(Stored dataset items)
▼

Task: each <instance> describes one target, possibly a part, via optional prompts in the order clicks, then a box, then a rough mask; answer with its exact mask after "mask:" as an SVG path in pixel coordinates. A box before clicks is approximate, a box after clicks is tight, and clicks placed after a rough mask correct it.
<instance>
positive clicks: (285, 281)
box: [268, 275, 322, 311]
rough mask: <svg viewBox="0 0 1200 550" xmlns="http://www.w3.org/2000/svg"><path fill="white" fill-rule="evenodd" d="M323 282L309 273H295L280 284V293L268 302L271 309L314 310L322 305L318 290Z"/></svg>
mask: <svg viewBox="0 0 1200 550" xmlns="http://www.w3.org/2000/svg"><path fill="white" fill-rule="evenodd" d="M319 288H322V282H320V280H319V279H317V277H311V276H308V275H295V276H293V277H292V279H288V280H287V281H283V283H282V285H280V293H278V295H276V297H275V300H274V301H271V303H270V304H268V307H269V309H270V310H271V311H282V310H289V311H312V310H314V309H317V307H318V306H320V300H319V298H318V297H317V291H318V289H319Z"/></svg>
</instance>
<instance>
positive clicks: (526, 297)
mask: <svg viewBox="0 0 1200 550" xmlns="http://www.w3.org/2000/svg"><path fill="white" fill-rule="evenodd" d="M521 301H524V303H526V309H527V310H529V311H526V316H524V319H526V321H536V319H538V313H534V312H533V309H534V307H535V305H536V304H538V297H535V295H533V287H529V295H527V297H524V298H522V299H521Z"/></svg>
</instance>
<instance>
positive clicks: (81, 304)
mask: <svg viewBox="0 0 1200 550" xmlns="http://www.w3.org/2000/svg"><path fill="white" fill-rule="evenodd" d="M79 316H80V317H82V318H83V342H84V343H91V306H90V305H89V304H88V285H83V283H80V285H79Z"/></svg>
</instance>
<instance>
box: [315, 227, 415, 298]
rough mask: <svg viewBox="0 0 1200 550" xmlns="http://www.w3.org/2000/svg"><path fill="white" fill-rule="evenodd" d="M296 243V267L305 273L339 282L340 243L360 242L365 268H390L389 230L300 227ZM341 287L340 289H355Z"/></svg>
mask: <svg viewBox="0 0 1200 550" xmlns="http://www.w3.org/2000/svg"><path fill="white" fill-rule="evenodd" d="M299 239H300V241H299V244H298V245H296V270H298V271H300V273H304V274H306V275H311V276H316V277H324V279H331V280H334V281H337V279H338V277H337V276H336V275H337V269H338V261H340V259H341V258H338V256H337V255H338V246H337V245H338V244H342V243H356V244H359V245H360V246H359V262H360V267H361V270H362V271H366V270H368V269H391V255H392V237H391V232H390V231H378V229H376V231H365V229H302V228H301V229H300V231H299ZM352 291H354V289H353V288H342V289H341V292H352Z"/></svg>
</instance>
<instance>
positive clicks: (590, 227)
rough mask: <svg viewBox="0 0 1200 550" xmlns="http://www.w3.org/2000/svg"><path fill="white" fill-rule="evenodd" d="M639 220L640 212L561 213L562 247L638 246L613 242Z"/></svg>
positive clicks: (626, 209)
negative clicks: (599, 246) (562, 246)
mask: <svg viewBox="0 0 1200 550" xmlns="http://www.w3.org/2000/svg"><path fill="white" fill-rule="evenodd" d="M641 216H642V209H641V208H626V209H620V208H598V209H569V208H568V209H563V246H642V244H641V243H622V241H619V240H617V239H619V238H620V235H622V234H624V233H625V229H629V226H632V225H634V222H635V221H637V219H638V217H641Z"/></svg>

▲

What you are asked to do:
Reproduce every record above, word for word.

Written answer:
Task: each <instance> describes one target, possibly a part, via optional prompts in the order clicks, then a box, then a rough mask; answer with its exact mask after "mask:" as an SVG path in pixel coordinates. A box before clicks is approximate, a box after clicks is tight, and clicks placed after a rough mask correct it.
<instance>
positive clicks: (285, 281)
box: [268, 275, 322, 311]
rough mask: <svg viewBox="0 0 1200 550" xmlns="http://www.w3.org/2000/svg"><path fill="white" fill-rule="evenodd" d="M323 282L309 273H295L280 284V293L268 302L271 309L314 310L322 305L318 290Z"/></svg>
mask: <svg viewBox="0 0 1200 550" xmlns="http://www.w3.org/2000/svg"><path fill="white" fill-rule="evenodd" d="M319 288H322V282H320V280H319V279H317V277H311V276H308V275H295V276H293V277H292V279H288V280H287V281H283V283H282V285H280V293H278V295H276V297H275V300H274V301H271V303H270V304H268V307H269V309H270V310H271V311H282V310H289V311H312V310H314V309H317V307H318V306H320V300H319V298H318V297H317V291H318V289H319Z"/></svg>
</instance>
<instance>
positive clicks: (526, 297)
mask: <svg viewBox="0 0 1200 550" xmlns="http://www.w3.org/2000/svg"><path fill="white" fill-rule="evenodd" d="M521 301H524V303H526V309H527V310H529V311H526V316H524V319H526V321H536V319H538V313H534V312H533V309H534V307H535V305H536V304H538V297H535V295H533V287H529V295H527V297H524V298H522V299H521Z"/></svg>
</instance>
<instance>
positive clicks: (81, 304)
mask: <svg viewBox="0 0 1200 550" xmlns="http://www.w3.org/2000/svg"><path fill="white" fill-rule="evenodd" d="M79 316H80V317H82V318H83V342H84V343H91V306H90V305H89V304H88V285H83V283H80V285H79Z"/></svg>
</instance>
<instance>
box: [315, 227, 415, 298]
rough mask: <svg viewBox="0 0 1200 550" xmlns="http://www.w3.org/2000/svg"><path fill="white" fill-rule="evenodd" d="M296 243V267L305 273L339 282L340 243L360 242L365 268H390L389 230L300 227ZM341 287L340 289H355Z"/></svg>
mask: <svg viewBox="0 0 1200 550" xmlns="http://www.w3.org/2000/svg"><path fill="white" fill-rule="evenodd" d="M299 239H300V241H299V244H298V245H296V270H298V271H300V273H304V274H306V275H311V276H316V277H324V279H331V280H334V281H337V279H338V277H337V276H336V275H337V269H338V261H340V259H341V258H338V256H337V255H338V246H337V245H338V244H342V243H356V244H359V245H360V246H359V262H360V267H361V270H362V271H366V270H368V269H391V255H392V237H391V232H390V231H378V229H376V231H365V229H302V228H301V229H300V231H299ZM352 291H354V289H353V288H342V289H341V292H352Z"/></svg>
</instance>
<instance>
positive clicks: (590, 227)
rough mask: <svg viewBox="0 0 1200 550" xmlns="http://www.w3.org/2000/svg"><path fill="white" fill-rule="evenodd" d="M639 220L640 212L561 213L562 247L638 246L613 242Z"/></svg>
positive clicks: (626, 209)
negative clicks: (599, 246) (562, 246)
mask: <svg viewBox="0 0 1200 550" xmlns="http://www.w3.org/2000/svg"><path fill="white" fill-rule="evenodd" d="M641 216H642V209H641V208H626V209H620V208H598V209H569V208H568V209H563V246H642V244H641V243H622V241H619V240H617V239H619V238H620V235H622V234H624V233H625V229H629V226H632V225H634V222H635V221H637V219H638V217H641Z"/></svg>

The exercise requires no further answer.